Repeat, exactly and in full, the lines of the listing below, but without any pictures.
::: Records provided :::
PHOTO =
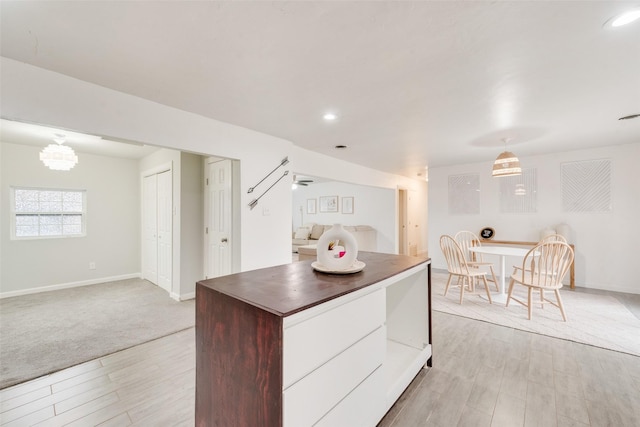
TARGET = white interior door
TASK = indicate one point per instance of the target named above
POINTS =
(150, 229)
(165, 228)
(218, 219)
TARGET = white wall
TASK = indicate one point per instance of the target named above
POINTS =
(372, 206)
(605, 244)
(113, 212)
(36, 95)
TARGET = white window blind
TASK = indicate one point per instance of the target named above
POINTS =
(45, 213)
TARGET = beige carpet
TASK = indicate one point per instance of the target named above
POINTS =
(49, 331)
(597, 320)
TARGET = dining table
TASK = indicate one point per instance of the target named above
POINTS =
(503, 252)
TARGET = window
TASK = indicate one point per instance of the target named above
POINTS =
(45, 213)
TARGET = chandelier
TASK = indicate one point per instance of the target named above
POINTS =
(507, 164)
(57, 156)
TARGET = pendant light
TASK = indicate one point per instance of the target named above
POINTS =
(57, 156)
(507, 164)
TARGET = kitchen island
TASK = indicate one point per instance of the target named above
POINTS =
(290, 346)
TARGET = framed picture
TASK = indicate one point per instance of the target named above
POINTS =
(347, 205)
(311, 206)
(329, 204)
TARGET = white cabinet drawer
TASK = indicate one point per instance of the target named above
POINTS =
(310, 343)
(309, 399)
(364, 406)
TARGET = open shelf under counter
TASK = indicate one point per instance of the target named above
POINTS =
(274, 335)
(402, 363)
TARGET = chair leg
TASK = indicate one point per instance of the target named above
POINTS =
(560, 305)
(446, 288)
(462, 288)
(486, 288)
(511, 283)
(495, 280)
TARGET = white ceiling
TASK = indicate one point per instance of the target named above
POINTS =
(41, 136)
(415, 84)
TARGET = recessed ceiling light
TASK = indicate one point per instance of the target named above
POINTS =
(624, 18)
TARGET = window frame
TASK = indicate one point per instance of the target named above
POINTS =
(14, 214)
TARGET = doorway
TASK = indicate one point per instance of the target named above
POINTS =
(402, 223)
(157, 209)
(219, 234)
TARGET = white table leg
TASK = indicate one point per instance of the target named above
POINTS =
(501, 298)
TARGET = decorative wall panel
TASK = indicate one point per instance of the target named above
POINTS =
(586, 186)
(518, 194)
(464, 194)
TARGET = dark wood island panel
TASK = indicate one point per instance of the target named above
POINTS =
(239, 333)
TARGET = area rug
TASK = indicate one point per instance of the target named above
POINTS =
(49, 331)
(597, 320)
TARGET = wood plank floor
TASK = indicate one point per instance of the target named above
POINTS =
(483, 375)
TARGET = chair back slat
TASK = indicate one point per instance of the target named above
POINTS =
(467, 240)
(453, 254)
(547, 264)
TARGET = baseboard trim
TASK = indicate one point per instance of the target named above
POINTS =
(184, 297)
(69, 285)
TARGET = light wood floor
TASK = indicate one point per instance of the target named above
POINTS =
(483, 375)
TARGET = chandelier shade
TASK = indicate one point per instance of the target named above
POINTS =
(58, 157)
(507, 164)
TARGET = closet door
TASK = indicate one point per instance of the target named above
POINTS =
(219, 244)
(165, 227)
(150, 229)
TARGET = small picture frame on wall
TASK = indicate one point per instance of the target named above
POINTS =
(347, 205)
(311, 206)
(328, 204)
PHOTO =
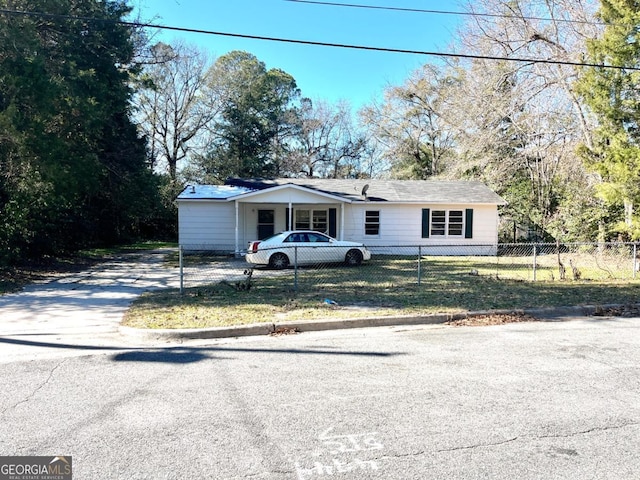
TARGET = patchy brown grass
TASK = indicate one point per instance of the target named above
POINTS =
(492, 319)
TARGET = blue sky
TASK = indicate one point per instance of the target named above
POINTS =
:::
### Solution below
PHOTO =
TARGET = white interior door
TASK = indicate one point per instance of the target named above
POINTS =
(150, 229)
(165, 228)
(218, 219)
TARGET = white wall
TASK = indicate one point per instance of the target named above
POINTS =
(372, 206)
(605, 244)
(113, 212)
(36, 95)
TARGET = white window blind
TASK = indicate one point per instance of the target named above
POINTS =
(45, 213)
TARGET = beige carpet
TASK = indicate one point per instance of the target named above
POINTS =
(49, 331)
(597, 320)
TARGET = dining table
TASK = indicate one point per instance of the target named above
POINTS =
(503, 252)
TARGET = window
TASK = indicate one point per instance of the target named above
POINTS =
(45, 213)
TARGET = chandelier
TASK = indicate one point per instance of the target named above
POINTS =
(507, 164)
(57, 156)
TARGET = pendant light
TASK = indicate one point per instance of the target named above
POINTS =
(57, 156)
(507, 164)
TARGET = kitchen island
TASK = indicate one point per instance of the target named above
POINTS =
(290, 346)
TARGET = framed picture
TASK = indicate one point per instance of the target named above
POINTS =
(347, 205)
(311, 206)
(329, 204)
TARGET = white cabinet drawer
TASK = indicate one point per instance of the target named above
POINTS =
(310, 343)
(309, 399)
(364, 406)
TARGET = open shelf under counter
TASK = indicate one point per instance of the target named above
POINTS =
(274, 335)
(402, 363)
TARGET = chair leg
TASK = indicate one point per instance of the target named above
POINTS =
(560, 305)
(446, 288)
(462, 288)
(486, 288)
(511, 283)
(495, 280)
TARGET = white ceiling
TASK = indicate one point per instance of the target named above
POINTS =
(41, 136)
(415, 84)
TARGET = recessed ceiling light
TASK = indicate one point per instance of the target named above
POINTS =
(624, 18)
TARGET = window frame
TASK = indicate one point per instance of the target named above
POINTS =
(14, 214)
TARGET = doorway
TASK = indicate one point per instance of the target named above
POINTS =
(402, 223)
(157, 209)
(219, 234)
TARGET = white table leg
TASK = indicate one point per instance of the target named above
POINTS =
(501, 298)
TARGET = decorative wall panel
TASK = indicate one point per instance of the target named above
POINTS =
(586, 186)
(518, 194)
(464, 194)
TARGET = dark wood island panel
TASK = indicate one point per instance of the target named above
POINTS =
(239, 333)
TARGET = area rug
TASK = indicate one point per instance of the target named above
POINTS =
(49, 331)
(597, 320)
TARGET = wood plank floor
TASK = indicate one point per instance of the target named above
POINTS =
(483, 375)
TARGET = chair back slat
TASK = indicate one point per instance of the target named above
POINTS =
(467, 240)
(453, 254)
(547, 264)
TARGET = baseboard trim
TASK = indicate one point per instance of the target named above
POINTS =
(184, 297)
(69, 285)
TARGET = light wood floor
TASK = indicate one point per instance of the target named above
POINTS =
(483, 375)
TARGET = chandelier shade
TASK = indicate one point per instance of the target named above
POINTS =
(58, 157)
(507, 164)
TARGET = closet door
TASK = indicate one point per instance of the target named above
POINTS =
(219, 244)
(165, 227)
(150, 229)
TARGET = small picture frame on wall
TASK = indicate one point per instance of the target named above
POINTS =
(347, 205)
(311, 206)
(328, 204)
PHOTO =
TARGET = patchy brown grass
TASK = indicate one point per instance of the target named above
POINTS =
(492, 319)
TARGET = blue sky
TASK = indicate one point per instance of the target named above
POINTS =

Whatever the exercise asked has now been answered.